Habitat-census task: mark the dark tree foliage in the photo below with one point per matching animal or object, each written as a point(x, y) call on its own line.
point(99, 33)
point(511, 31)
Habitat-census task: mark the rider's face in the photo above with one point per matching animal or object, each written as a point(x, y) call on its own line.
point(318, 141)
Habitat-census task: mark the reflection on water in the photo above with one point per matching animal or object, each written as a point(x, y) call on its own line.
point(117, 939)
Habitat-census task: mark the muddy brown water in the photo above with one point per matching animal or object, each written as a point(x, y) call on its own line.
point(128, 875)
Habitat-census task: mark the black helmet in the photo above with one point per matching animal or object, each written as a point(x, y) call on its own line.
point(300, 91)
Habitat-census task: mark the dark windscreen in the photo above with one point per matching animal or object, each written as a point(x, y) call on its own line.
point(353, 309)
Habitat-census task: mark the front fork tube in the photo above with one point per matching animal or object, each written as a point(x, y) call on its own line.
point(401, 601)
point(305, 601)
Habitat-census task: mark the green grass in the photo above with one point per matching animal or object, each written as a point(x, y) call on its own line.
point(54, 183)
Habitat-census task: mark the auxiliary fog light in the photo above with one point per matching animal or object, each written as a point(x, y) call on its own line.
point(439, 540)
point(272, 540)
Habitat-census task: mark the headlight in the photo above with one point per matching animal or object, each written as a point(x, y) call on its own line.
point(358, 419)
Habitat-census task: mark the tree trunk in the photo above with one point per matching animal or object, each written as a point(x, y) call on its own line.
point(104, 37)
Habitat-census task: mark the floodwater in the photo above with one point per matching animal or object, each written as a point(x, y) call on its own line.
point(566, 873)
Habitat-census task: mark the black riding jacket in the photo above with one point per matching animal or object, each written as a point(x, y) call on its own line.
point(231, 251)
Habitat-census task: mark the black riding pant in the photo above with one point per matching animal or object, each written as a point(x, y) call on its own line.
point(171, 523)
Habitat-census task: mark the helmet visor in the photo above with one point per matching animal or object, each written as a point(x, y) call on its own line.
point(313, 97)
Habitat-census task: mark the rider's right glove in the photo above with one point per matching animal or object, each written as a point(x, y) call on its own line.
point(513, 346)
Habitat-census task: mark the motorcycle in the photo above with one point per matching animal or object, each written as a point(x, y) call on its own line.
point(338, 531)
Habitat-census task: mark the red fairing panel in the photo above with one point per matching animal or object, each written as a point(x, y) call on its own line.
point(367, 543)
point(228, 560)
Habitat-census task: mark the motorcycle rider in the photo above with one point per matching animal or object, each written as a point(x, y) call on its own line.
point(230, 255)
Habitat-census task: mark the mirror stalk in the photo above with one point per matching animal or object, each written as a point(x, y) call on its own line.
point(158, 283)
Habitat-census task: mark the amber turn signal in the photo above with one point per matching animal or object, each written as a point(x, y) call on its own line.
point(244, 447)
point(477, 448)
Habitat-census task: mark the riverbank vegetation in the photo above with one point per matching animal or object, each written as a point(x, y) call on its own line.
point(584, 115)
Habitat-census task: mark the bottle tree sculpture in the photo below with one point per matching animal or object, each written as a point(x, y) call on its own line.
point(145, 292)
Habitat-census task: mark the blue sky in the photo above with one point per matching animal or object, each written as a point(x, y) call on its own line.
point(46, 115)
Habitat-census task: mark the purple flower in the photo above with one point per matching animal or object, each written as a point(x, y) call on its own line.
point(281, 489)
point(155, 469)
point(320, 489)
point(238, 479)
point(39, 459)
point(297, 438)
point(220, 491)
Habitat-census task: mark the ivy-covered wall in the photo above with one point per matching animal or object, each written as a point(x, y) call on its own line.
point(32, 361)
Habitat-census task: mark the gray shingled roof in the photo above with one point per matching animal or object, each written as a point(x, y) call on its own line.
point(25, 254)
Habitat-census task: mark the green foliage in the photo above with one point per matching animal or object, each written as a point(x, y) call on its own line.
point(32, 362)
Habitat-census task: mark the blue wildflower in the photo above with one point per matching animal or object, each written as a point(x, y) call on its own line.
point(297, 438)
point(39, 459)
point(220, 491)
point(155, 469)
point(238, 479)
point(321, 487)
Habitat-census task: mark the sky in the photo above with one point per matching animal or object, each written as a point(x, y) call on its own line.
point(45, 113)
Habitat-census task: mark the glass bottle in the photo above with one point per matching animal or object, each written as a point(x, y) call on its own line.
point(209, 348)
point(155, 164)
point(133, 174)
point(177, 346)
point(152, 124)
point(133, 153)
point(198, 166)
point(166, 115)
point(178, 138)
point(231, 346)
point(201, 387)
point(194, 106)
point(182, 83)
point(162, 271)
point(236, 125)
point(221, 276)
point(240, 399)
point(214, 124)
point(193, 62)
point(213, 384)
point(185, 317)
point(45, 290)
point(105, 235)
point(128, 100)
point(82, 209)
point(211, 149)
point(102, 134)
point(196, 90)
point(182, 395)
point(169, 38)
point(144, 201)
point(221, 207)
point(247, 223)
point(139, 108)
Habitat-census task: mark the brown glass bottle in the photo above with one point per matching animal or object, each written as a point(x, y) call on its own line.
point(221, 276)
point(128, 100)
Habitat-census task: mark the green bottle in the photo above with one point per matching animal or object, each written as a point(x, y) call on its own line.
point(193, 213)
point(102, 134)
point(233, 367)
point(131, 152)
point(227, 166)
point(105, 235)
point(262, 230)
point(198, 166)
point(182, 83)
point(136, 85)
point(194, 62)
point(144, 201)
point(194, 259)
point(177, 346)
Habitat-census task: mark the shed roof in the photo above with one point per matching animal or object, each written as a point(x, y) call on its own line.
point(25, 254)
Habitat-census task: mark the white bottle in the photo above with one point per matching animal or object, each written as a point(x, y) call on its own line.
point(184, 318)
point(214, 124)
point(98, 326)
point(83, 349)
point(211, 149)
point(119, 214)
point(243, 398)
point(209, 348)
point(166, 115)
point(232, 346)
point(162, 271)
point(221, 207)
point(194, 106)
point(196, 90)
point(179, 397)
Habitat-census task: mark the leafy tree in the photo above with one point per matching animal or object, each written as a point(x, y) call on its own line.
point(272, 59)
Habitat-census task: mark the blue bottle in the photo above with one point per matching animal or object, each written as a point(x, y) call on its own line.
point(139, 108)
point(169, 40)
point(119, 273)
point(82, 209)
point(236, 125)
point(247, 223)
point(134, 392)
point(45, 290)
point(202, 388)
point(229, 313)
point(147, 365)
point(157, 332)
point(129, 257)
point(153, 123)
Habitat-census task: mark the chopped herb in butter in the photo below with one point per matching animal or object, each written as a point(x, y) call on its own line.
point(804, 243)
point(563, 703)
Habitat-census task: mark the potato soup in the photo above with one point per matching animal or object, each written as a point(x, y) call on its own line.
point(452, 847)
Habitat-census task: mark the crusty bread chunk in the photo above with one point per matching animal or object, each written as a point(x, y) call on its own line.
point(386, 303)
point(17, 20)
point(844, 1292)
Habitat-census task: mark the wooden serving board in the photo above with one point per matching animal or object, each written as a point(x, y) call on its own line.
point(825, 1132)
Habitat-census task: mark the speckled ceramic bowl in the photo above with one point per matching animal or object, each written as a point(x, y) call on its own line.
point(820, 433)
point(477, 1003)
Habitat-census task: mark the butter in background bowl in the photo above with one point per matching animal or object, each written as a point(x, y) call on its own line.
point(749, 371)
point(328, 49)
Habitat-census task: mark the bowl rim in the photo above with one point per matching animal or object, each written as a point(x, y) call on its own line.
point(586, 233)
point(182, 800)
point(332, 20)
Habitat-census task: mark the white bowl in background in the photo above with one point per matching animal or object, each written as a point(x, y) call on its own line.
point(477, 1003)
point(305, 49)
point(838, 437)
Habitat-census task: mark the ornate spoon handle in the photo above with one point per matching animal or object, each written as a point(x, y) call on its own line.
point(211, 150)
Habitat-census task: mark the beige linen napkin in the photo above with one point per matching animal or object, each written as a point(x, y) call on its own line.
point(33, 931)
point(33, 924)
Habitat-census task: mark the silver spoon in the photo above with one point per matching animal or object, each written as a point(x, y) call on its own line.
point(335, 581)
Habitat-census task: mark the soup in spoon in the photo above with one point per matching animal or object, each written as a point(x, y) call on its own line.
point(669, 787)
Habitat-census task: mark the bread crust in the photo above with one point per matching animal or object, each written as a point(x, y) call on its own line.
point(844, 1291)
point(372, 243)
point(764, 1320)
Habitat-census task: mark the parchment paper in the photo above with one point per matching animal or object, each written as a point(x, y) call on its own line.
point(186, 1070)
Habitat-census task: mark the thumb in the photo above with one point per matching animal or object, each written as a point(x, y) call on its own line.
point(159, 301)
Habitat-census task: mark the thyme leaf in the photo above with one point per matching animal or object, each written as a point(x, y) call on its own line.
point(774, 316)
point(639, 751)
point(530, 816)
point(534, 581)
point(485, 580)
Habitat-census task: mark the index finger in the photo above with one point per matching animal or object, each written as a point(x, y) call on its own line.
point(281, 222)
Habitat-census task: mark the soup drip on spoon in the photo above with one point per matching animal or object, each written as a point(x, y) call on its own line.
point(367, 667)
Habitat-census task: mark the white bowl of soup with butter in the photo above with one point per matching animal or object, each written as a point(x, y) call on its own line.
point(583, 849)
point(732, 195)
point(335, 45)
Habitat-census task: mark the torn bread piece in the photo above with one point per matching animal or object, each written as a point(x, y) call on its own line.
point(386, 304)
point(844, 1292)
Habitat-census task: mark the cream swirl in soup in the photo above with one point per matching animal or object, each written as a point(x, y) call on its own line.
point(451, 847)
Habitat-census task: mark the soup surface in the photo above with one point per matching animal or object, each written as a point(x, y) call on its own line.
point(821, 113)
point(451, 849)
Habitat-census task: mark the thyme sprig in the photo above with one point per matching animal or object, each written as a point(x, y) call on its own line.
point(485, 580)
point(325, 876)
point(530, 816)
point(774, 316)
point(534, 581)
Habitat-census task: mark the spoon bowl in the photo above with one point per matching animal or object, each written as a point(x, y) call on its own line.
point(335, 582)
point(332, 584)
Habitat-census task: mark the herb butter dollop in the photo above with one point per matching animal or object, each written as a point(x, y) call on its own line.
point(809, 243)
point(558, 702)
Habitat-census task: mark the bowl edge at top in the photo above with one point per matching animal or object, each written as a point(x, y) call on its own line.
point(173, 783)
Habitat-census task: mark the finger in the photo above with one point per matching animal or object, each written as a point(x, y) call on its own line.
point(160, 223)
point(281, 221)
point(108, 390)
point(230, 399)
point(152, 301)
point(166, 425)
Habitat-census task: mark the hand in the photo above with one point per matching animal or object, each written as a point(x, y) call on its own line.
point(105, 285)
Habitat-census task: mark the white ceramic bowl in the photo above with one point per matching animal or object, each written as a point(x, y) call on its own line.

—————

Stated goal: Turn the lines, beginning with the one that contains "Habitat-census task: mark the ivy-covered" and running through the one that contains "point(32, 361)", into a numbered list with blank lines dropped.

The response:
1. Habitat-census task: mark the ivy-covered wall in the photo above with one point per matching animal or object, each written as a point(x, y) call on its own line.
2. point(32, 361)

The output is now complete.